Your objective: The answer is to be the data below, written out in full and exactly.

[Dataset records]

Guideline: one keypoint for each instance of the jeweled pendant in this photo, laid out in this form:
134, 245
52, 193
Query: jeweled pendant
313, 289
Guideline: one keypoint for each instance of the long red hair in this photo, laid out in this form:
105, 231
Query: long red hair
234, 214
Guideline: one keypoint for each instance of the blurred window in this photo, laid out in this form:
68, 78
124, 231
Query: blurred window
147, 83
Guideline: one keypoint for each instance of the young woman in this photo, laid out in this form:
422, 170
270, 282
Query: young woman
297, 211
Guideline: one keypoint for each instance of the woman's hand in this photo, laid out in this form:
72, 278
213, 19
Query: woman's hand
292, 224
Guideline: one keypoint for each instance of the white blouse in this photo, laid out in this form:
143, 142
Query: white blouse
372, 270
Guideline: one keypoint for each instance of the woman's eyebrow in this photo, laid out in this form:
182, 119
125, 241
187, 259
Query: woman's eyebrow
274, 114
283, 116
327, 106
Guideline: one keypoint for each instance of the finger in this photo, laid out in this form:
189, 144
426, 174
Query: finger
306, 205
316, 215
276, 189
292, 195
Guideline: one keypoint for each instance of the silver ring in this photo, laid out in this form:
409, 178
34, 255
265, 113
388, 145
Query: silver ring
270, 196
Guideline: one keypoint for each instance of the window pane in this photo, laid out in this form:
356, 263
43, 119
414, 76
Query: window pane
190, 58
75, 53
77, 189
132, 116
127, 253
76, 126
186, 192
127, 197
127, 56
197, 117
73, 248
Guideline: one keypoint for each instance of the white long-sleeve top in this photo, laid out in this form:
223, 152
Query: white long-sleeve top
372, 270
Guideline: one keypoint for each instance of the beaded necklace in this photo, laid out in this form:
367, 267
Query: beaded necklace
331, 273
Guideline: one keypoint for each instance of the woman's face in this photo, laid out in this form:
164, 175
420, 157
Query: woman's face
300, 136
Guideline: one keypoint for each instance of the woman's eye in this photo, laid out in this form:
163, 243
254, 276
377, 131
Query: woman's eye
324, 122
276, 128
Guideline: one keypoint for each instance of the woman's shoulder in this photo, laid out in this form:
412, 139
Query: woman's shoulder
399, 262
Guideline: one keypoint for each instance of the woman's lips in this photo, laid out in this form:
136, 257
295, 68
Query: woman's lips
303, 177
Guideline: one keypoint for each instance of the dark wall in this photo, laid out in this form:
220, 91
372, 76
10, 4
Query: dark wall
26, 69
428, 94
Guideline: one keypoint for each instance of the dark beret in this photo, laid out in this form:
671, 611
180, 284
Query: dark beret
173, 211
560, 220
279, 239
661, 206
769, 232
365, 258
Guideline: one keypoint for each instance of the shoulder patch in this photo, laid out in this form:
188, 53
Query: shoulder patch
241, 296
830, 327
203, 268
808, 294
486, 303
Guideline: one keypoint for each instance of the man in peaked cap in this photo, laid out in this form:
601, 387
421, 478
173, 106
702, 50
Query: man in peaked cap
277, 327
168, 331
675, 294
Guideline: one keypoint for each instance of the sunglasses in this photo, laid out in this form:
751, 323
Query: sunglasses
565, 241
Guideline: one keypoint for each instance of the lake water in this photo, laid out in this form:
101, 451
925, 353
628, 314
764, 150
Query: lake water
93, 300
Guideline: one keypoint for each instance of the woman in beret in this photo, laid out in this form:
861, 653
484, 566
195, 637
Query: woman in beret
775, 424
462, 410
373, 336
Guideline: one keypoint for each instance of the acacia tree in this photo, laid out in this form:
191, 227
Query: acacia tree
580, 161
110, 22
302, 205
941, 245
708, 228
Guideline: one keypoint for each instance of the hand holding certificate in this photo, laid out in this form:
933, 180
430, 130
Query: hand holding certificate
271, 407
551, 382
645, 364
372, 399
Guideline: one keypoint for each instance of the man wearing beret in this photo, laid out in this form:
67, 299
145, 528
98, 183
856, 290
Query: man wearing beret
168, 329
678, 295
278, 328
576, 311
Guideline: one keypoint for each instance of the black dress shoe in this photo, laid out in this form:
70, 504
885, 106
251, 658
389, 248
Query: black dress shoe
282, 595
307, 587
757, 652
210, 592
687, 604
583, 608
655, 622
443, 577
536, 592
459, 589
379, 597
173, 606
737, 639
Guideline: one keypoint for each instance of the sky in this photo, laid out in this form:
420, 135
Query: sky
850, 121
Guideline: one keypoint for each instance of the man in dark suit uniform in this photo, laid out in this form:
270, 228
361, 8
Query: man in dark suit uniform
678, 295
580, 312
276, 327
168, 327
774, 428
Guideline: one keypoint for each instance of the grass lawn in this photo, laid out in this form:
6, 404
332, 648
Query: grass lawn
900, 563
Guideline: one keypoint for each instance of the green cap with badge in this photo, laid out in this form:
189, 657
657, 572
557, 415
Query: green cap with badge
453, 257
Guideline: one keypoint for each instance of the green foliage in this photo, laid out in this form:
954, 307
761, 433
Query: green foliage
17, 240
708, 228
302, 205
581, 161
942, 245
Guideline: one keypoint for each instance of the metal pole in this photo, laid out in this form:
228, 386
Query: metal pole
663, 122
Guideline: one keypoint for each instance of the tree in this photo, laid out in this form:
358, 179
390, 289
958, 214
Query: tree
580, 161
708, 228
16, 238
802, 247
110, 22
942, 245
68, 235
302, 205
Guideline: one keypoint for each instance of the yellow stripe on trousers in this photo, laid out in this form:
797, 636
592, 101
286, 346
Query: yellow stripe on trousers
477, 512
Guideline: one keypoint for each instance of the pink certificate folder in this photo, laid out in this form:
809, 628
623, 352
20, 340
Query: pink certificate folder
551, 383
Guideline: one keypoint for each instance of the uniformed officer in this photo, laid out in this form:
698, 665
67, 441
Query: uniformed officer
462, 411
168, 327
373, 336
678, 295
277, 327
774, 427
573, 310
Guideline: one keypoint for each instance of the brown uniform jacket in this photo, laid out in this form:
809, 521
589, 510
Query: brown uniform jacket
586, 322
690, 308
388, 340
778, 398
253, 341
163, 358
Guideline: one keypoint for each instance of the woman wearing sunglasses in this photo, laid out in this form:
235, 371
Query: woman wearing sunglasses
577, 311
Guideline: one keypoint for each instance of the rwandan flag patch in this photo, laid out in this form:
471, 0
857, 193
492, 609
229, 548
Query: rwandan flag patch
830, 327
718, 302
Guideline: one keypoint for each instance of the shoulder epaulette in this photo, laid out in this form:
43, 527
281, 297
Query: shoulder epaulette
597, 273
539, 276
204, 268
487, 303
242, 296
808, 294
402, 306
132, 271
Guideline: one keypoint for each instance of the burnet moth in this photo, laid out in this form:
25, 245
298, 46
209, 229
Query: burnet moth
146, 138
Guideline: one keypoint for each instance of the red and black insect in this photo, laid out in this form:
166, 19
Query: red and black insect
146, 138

Result below:
Guideline: one keypoint for each instance of the jeweled pendant in this photo, laid out in this form:
134, 245
52, 193
Query: jeweled pendant
313, 289
Guideline: one keypoint for each instance of the long red hair in this photo, laid out in this form:
105, 231
Query: long red hair
234, 214
Guideline: one keypoint for each instance of the blurred window in this photo, laid out in this form:
68, 78
124, 231
Query: blurred window
147, 83
Guideline: one keypoint for each instance of the young woman in this photo, laid out in this form:
422, 170
270, 282
Query: young woman
297, 211
Guideline: one keypoint for each instance of the woman's hand in this photo, laid out in this form:
72, 278
213, 19
Query: woman's hand
292, 224
Guideline: one keypoint for each instance of the white blouse in this photo, laid out in this form:
143, 142
Query: white blouse
372, 270
Guideline: one keypoint for each instance of the woman's eyebrow in this photo, laid out in this form:
182, 119
125, 241
187, 259
Query: woman's eyebrow
274, 114
283, 116
327, 106
Guideline: one keypoint for each instance of the finger in this photo, laid out in this form:
189, 144
426, 174
Query: finger
306, 205
316, 215
276, 189
292, 195
Guideline: one keypoint for each instance of the silver ring in this photo, laid out in this form:
409, 178
34, 255
265, 113
388, 145
Query: silver ring
270, 196
Guideline: one keypoint for each instance of the window pane in this photo, laid out in this form:
356, 263
43, 119
414, 76
Query: window pane
190, 58
75, 53
77, 189
132, 116
127, 253
76, 126
186, 192
127, 197
127, 56
197, 117
73, 248
Guideline: one keypoint for each instance of the white long-sleeve top in this photo, laid out in this form:
223, 152
Query: white long-sleeve top
372, 270
Guideline: one keypoint for each instance of the beaded necklace in this photo, laid out in this form:
367, 267
Query: beaded necklace
331, 273
Guideline: one keypoint for each instance of the woman's face in this photo, laid out in this form:
164, 175
420, 157
Query: woman's face
300, 136
Guideline: one keypoint for each instance of the woman's eye in this photo, laid out in this form:
163, 243
254, 276
377, 131
Query: woman's eye
324, 122
276, 128
Guideline: one keypoint for each instance of the woman's shoulder in this photo, laid out in this form:
412, 139
Query: woman's shoulder
399, 262
Guideline: one keypoint for each instance of the woman's lips in this photo, laid out in this form:
136, 257
295, 68
Query: woman's lips
303, 177
Guideline: one keypoint for each instance of the dark wall in this photo, laid out in this form:
220, 91
372, 76
10, 4
Query: dark wall
26, 69
428, 94
Guideline: one keypoint for each instance of the dark beret in this photo, laid out in this form:
671, 611
180, 284
Query: dark beret
173, 211
560, 220
279, 239
661, 206
769, 232
365, 258
Guideline: one keypoint for each instance of the shoulder patch in this photo, laid out in this form:
188, 53
Query: shoulder patch
241, 296
830, 327
203, 268
808, 294
486, 303
Guideline: one keypoint for each instance of the man in peaked cap in this photo, laid out in this form:
601, 387
421, 478
173, 106
702, 50
Query: man in peaked cap
277, 327
168, 331
675, 294
Guideline: one keypoint for each instance of the sunglasses in this photo, laid out in this form:
751, 323
Query: sunglasses
565, 241
Guideline: one keypoint for each instance of the lake water in this photo, laid out in this form:
101, 451
925, 353
628, 314
764, 150
Query: lake water
93, 300
Guideline: one keypoint for each instance of the woman in beret in this photo, laid out in this form:
861, 653
484, 566
195, 637
Query: woman in beret
775, 424
462, 410
373, 336
Guideline: one keypoint for each instance of the acacia tree in this photo, laid out in this form:
191, 227
Query: acacia tree
580, 161
110, 22
302, 205
941, 245
708, 228
Guideline: one keypoint for each instance of the hand holding certificate in this photo, laid out in this form:
933, 180
430, 130
Query: hand holding certificate
271, 407
551, 382
645, 364
372, 399
Guideline: one keypoint for each instance of the man wearing beret in this photo, laid out in this form:
67, 299
145, 528
98, 183
856, 290
Query: man wearing beret
168, 329
678, 295
278, 328
576, 311
Guideline: one keypoint for each instance of the black dress shoe in this photo, laid out in this form:
70, 504
885, 106
251, 658
389, 248
Query: black dress shoe
282, 595
307, 587
757, 652
210, 592
687, 604
583, 608
655, 622
443, 577
536, 592
459, 589
379, 597
173, 606
737, 639
Guideline: one keypoint for each instance of the sky in this photo, laid out in this form:
420, 135
Query: sky
850, 121
Guideline: one keypoint for each instance of the man in dark suit uniform in this photo, laid out in this form:
270, 228
361, 8
Query: man in dark suit uniform
678, 295
580, 312
276, 327
168, 327
774, 428
Guideline: one keypoint for each instance of the grass lawn in this photo, laid out in this form:
6, 404
332, 648
Query: grass lawn
900, 563
Guideline: one keypoint for each instance of the green cap with badge in this photo, laid out in this form:
189, 657
657, 572
557, 415
Query: green cap with badge
453, 257
Guideline: one keypoint for each instance of the green foliage in this photo, laid out in this form:
954, 307
761, 433
Query: green foliage
17, 240
708, 228
302, 205
581, 161
942, 245
Guideline: one keypoint for each instance of the metal pole in this photo, laid out in this form:
228, 386
Query: metal pole
663, 122
Guideline: one keypoint for each instance of the tree in this photo, laid out in this form:
358, 179
390, 289
958, 214
Query: tree
580, 161
708, 228
16, 238
802, 247
110, 22
942, 245
68, 235
302, 205
Guideline: one keypoint for each instance of the yellow stripe on trousers in this photo, laid out in this form:
797, 636
592, 101
286, 346
Query: yellow stripe on trousers
477, 512
Guideline: one keypoint for each instance of the pink certificate folder in this photo, laid out in this form:
809, 628
623, 352
20, 340
Query: pink certificate folder
551, 383
Guideline: one keypoint for each instance of the uniformed officer in this photo, laid out in this form:
698, 665
67, 441
Query: uniformed officer
462, 411
168, 327
373, 336
678, 295
277, 327
774, 427
573, 310
Guideline: one keypoint for each instance of the brown uniform jacket in this photo, laid out in this form:
809, 521
589, 510
Query: brown uniform jacket
586, 322
690, 308
388, 340
778, 398
253, 341
163, 358
Guideline: one keypoint for each instance of the woman wearing sunglasses in this photo, laid out in this form:
235, 371
Query: woman wearing sunglasses
577, 311
Guideline: one keypoint for each instance of the rwandan flag patch in this photo, laid out in this form:
471, 0
857, 193
492, 609
229, 548
Query: rwandan flag patch
830, 327
718, 302
Guideline: one keypoint for each instance of the shoulder epaulette in this photo, laid out in this form:
43, 527
281, 297
Query: shoulder epaulette
597, 273
539, 276
204, 268
487, 303
242, 296
808, 294
402, 306
132, 271
Guideline: one keypoint for each instance of the burnet moth in this photo, laid out in this form:
25, 245
298, 46
209, 229
Query: burnet moth
146, 138
Guideline: one keypoint for each instance of the red and black insect in this photo, laid out in this form:
166, 19
Query: red and black insect
146, 138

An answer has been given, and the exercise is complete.